Goals:
a - Answer these from the module allocation discussion, one line each:
(i) Which three extra allocation types are proposed?
(ii) What does the number of active trees depend on?
(iii) What does module code care about, according to the final paragraph?
b - Rewrite the paragraph of the module allocation discussion beginning "The number of trees does not matter" in a shorter form that keeps its main facts.
c - Continue the module allocation discussion from its last sentence.

Source excerpt:

———

That needs some investigation into how much memory is really made
available.

OTOH, if you look at the above then we can just have:

   MOD_ALLOC_TYPE_INITTEXT
   MOD_ALLOC_TYPE_INITDATA
   MOD_ALLOC_TYPE_INITRODATA

as extra allocation types. All it does is add some initconst memory and
a slightly larger static datastructure in the allocator itself. See
below.

> For data structures, I propose we use two extra trees for RX
> and RW allocation (similar to 1/6 of current version, but 2x
> trees).

The number of trees does not matter. You can make them part of the type
scheme and then the number of active trees depends on the number of
types and the properties of the types. Which is the right thing to do
because then you can e.g. trivially split RODATA and RODATA_AFTER_INIT.

> For RWX, we keep current module_alloc() behavior, so no new data
> structure is needed.

Seriously no. We switch the whole logic over to the new scheme for
consistency, simplicity and mental sanity reasons.

Again: Module code cares about section types, not about the resulting
page protections. The page protections are a matter of the underlying
allocator and architecture specific properties.

———

Collected data:
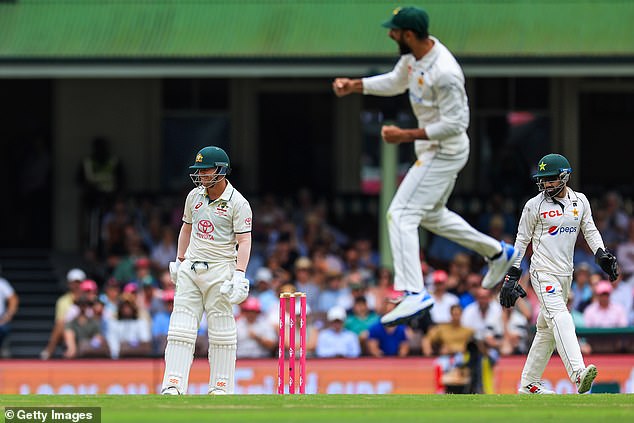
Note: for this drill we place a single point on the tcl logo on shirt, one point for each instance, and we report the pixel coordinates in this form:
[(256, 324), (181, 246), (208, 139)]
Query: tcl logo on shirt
[(551, 213), (554, 230)]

———

In response:
a -
(i) MOD_ALLOC_TYPE_INITTEXT, MOD_ALLOC_TYPE_INITDATA and MOD_ALLOC_TYPE_INITRODATA.
(ii) The number of types and the properties of the types.
(iii) Section types, not the resulting page protections.

b - The number of trees is irrelevant. If the trees are made part of the type scheme, the number of active trees follows from the number of types and their properties. This is the right approach because it makes splits such as RODATA and RODATA_AFTER_INIT trivial.

c -
> The new module_layout will be something like:
>
> struct module_layout {
>     void *ptr;
>     unsigned int size;  /* text size, rw data size, ro + ro_after_init size */
>     unsigned int ro_size;    /* ro_size for ro + ro_after_init allocation */
> };

*SHUDDER*

struct module_layout {
        unsigned int	type;
        unsigned int	size;
	void 		*ptr;
};

or

struct module_layout {
        unsigned int	size;
	void 		*ptr;
};

struct module {
	...
	struct module_layout	layouts[MOD_ALLOC_TYPE_MAX];
        ...
};

> One more question: shall we make module sections page
> aligned without STRICT_MODULE_RWX? It appears to be
> a good way to simplify the logic. But it may cause too much
> memory waste for smaller processors?

Yes, we want that again for simplicity. That wastes some space on
architectures which do not support large pages, but that's not the end
of the world. Deep embedded is not really module heavy.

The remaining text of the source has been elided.